#### TASK DIRECTIONS:
Reproduce all of the data below unchanged, except that "fallen leaf" is replaced with "dead leaf".

#### RECORDS PROVIDED:
□ □ □ □

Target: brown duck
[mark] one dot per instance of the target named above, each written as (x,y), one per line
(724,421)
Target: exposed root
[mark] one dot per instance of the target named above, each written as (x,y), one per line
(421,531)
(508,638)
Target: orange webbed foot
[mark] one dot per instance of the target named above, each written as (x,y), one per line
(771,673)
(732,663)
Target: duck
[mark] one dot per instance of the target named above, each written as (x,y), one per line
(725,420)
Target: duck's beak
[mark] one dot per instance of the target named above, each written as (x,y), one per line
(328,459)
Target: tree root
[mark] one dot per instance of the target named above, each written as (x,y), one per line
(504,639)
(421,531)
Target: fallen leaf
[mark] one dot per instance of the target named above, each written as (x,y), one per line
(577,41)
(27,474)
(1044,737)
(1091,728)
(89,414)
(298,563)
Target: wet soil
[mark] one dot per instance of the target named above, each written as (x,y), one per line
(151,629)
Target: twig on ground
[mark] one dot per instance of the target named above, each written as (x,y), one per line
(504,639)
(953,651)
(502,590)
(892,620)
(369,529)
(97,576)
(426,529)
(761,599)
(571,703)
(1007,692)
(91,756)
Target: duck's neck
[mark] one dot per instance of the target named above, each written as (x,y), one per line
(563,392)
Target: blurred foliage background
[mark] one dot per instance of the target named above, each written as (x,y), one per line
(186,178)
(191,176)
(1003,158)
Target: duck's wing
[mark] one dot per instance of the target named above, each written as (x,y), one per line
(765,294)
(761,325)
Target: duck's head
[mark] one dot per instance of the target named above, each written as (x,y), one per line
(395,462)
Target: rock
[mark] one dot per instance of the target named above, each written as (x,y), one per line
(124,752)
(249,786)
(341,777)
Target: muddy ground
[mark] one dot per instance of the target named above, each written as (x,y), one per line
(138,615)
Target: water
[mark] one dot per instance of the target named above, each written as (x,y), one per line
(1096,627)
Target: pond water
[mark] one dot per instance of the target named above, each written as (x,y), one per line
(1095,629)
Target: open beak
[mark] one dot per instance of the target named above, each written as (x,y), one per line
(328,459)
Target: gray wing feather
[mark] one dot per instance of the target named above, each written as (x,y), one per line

□ □ □ □

#### FULL ANSWER:
Target: brown duck
[mark] one dot per instance of the target named above, each written as (x,y), one per line
(724,421)
Target: exposed root
[mark] one dot per instance of the target named above, each written as (x,y), one per line
(421,531)
(508,638)
Target: orange webbed foot
[mark] one dot per instance of the target named above, each written as (x,y), one per line
(771,673)
(732,663)
Target: duck
[mark] one dot per instance of the target named above, each written as (x,y), one per line
(725,420)
Target: duck's beak
[mark] one dot per instance of the target named above, each written as (x,y), one per line
(328,459)
Target: tree root
[mark] one dot per instance of the target named above, each written as (x,y), one per line
(504,639)
(421,531)
Target: dead leaf
[mark] one dot per instance of the target named above, each written as (x,y), one per line
(577,41)
(27,474)
(1044,737)
(1091,728)
(89,414)
(298,563)
Target: wet soil
[mark] one dot per instance of the target named above, each written as (x,y), one per line
(151,629)
Target: twig on ground
[mark] one dot per instance of the target named above, each written as (x,y), one per line
(504,639)
(953,651)
(502,590)
(892,620)
(369,529)
(97,576)
(426,529)
(761,599)
(571,703)
(1007,692)
(91,756)
Target: duck's neck
[mark] one dot per instance of the target named above, each written as (x,y), one per line
(563,392)
Target: blurred foliage background
[mark] one dot per instance of the target named above, each written as (x,y), one per line
(186,178)
(191,176)
(1003,158)
Target: duck's wing
[mark] one dot per instance of the target named above, each written as (x,y), one per line
(765,294)
(761,325)
Target: duck's head
[mark] one dot per instance of the target named above, each written as (x,y), one per line
(395,462)
Target: rock
[mark] one dot per instance of the target named above, each written as (x,y), one per line
(124,752)
(249,786)
(341,777)
Target: muddy ground
[mark] one dot per instance of the target named above, each written as (x,y), one per line
(138,615)
Target: water
[mark] one dot per instance of the target named above, each written as (x,y), one per line
(1096,627)
Target: pond water
[mark] one dot per instance of the target named above, each written as (x,y), one per line
(1095,629)
Target: open beak
[mark] one dot per instance of the target named above, each written as (x,y), one per line
(328,459)
Target: gray wing feather
[mark] one dot per instance of the target named above, each written as (x,y), one per line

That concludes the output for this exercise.